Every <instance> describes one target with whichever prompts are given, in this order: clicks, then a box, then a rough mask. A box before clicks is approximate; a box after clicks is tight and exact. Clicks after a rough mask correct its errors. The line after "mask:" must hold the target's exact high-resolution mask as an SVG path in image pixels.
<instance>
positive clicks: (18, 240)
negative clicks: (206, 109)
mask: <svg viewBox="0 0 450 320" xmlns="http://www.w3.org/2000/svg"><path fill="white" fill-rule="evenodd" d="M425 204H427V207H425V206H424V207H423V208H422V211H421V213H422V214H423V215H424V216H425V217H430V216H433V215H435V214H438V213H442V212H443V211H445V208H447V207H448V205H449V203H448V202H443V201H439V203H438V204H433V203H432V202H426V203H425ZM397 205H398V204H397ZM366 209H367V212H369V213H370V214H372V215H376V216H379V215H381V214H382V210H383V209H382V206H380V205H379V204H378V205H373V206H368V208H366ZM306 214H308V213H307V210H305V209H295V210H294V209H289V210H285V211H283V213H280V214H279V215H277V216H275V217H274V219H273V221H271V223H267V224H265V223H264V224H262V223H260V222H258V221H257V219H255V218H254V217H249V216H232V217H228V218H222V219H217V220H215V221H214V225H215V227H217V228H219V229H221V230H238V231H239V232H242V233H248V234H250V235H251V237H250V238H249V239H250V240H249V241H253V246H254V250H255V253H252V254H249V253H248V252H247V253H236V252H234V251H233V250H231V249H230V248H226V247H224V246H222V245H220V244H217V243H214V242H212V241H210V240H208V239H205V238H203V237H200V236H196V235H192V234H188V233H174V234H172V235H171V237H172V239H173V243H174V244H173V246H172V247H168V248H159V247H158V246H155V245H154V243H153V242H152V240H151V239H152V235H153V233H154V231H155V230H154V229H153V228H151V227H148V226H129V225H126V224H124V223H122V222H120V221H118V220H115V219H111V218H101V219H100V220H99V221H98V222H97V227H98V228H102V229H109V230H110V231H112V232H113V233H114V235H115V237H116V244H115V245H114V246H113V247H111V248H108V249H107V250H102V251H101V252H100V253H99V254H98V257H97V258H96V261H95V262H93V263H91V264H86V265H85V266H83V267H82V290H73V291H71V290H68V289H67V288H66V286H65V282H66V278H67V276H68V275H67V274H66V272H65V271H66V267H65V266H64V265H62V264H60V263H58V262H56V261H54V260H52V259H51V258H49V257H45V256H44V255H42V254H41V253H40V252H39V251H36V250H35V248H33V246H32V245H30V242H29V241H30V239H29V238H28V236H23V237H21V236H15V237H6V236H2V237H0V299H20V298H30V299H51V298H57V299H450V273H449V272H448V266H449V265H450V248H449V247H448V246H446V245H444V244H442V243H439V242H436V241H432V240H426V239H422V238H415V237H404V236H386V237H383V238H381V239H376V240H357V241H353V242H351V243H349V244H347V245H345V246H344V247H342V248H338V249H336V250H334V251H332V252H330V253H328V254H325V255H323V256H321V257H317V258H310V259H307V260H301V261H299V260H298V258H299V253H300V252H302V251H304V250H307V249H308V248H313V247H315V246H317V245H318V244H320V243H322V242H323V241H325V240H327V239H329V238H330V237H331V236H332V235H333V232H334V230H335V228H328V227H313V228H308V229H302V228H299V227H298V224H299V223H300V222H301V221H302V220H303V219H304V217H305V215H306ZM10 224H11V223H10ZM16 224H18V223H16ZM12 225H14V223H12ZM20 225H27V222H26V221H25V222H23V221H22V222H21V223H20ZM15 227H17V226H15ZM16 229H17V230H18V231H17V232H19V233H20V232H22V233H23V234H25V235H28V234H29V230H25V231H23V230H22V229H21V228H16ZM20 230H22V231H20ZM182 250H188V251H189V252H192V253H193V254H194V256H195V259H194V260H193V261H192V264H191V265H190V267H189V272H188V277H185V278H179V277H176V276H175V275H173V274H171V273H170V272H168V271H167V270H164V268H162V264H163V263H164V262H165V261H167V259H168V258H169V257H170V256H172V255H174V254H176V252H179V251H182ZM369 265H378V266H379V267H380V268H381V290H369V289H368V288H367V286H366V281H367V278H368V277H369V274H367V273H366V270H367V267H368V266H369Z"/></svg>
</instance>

--

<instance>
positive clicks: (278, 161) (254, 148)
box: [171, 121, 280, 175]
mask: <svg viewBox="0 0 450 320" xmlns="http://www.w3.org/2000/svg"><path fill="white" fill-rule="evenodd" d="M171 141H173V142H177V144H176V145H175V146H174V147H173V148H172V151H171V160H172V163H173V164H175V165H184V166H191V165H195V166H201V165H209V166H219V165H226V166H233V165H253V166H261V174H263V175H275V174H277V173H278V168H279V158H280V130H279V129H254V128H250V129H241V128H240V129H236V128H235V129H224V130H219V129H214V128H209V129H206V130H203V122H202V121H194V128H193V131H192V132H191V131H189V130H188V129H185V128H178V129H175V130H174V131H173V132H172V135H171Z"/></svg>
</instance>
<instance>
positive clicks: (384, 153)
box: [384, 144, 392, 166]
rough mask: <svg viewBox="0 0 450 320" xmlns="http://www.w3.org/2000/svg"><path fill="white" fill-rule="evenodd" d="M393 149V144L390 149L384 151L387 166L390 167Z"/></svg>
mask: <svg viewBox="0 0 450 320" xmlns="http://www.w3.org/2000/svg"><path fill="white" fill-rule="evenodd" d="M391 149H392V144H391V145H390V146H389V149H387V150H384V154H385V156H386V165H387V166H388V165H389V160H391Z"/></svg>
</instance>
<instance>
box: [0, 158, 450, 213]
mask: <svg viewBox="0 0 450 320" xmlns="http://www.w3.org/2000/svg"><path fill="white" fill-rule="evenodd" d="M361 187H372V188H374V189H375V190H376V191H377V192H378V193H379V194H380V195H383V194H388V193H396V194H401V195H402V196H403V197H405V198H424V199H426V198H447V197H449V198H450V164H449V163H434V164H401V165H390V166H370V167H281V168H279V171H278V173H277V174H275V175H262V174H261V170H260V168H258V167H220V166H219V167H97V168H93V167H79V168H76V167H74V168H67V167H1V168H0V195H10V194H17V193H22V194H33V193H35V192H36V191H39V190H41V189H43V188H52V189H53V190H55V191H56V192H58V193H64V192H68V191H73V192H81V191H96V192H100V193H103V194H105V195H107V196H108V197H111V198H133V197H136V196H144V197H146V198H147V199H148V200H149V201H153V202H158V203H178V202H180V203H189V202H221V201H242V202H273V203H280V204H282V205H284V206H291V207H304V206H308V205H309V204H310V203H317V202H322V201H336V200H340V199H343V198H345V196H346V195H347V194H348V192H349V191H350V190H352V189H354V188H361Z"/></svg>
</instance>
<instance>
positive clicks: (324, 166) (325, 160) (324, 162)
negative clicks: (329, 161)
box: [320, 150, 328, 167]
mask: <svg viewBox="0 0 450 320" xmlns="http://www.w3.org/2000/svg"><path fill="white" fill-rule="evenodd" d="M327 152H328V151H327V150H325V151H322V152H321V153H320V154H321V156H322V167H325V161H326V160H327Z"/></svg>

## WHAT YOU HAVE TO DO
Given the data above, transcribe exactly the lines from the one containing "box: [171, 121, 280, 175]" down to the one containing "box: [384, 144, 392, 166]", and no others.

## COMPLETED TASK
box: [171, 121, 280, 175]
mask: <svg viewBox="0 0 450 320" xmlns="http://www.w3.org/2000/svg"><path fill="white" fill-rule="evenodd" d="M171 141H173V142H177V144H176V145H175V146H174V147H173V148H172V151H171V160H172V163H173V164H175V165H184V166H191V165H195V166H201V165H209V166H219V165H226V166H233V165H253V166H261V174H263V175H275V174H277V173H278V168H279V158H280V130H279V129H254V128H250V129H241V128H240V129H236V128H235V129H224V130H219V129H214V128H209V129H206V130H203V122H202V121H194V128H193V131H192V132H191V131H189V130H188V129H185V128H178V129H175V130H174V131H173V132H172V135H171Z"/></svg>
</instance>
<instance>
positive clicks: (384, 153)
box: [384, 144, 392, 166]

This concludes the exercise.